» PROBLEM
Quote verbatim the lines from the line containing "metal framework, placing" through the line containing "<point>143,219</point>", both of those lines included.

» Records from a pointing dataset
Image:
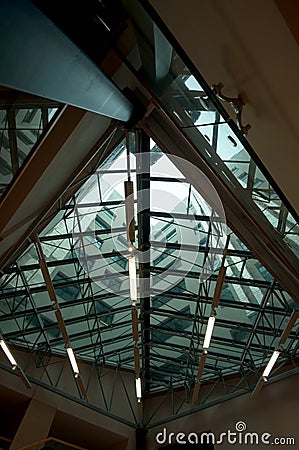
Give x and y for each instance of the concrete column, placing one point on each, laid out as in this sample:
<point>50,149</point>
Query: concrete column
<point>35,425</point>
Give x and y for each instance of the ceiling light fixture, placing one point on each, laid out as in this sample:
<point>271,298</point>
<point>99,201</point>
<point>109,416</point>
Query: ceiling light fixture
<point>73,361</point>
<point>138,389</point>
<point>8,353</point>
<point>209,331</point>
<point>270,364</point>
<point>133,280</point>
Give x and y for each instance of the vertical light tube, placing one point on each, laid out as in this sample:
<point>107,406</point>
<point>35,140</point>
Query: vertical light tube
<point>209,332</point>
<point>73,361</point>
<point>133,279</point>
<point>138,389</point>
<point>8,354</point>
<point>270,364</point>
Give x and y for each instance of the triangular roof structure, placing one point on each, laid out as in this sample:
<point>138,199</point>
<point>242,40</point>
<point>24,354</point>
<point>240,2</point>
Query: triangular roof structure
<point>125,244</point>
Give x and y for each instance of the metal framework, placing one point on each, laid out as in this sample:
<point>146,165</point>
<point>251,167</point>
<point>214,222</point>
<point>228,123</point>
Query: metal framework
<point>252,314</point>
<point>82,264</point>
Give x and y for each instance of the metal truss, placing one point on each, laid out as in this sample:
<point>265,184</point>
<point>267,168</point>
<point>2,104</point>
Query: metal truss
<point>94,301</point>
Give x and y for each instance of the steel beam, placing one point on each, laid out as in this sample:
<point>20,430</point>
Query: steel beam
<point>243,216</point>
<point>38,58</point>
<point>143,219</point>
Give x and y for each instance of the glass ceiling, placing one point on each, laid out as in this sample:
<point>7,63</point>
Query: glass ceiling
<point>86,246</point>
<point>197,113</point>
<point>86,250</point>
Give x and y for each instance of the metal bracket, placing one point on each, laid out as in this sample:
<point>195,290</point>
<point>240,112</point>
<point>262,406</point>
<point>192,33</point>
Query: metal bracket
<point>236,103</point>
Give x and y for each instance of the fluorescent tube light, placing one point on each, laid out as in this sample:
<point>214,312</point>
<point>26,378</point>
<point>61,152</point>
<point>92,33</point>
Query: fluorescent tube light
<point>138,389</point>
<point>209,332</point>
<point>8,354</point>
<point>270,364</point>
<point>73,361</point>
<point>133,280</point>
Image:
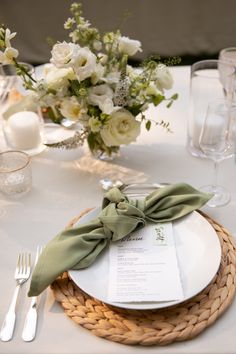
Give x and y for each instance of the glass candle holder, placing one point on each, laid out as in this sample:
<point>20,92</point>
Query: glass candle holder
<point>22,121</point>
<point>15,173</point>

» EXERCISE RESULT
Give x and y for each instance of the metal framework, placing one point on each, laid out as in this sample:
<point>146,165</point>
<point>251,167</point>
<point>214,222</point>
<point>228,123</point>
Query: metal framework
<point>252,314</point>
<point>82,264</point>
Give x and y for each instance of the metal truss, placing one point on each, laid out as in this sample:
<point>265,184</point>
<point>267,168</point>
<point>2,104</point>
Query: metal truss
<point>94,301</point>
Give x and y for each instance of the steel beam, placing one point on each, laid out as in this sample:
<point>20,430</point>
Query: steel beam
<point>243,216</point>
<point>38,58</point>
<point>143,219</point>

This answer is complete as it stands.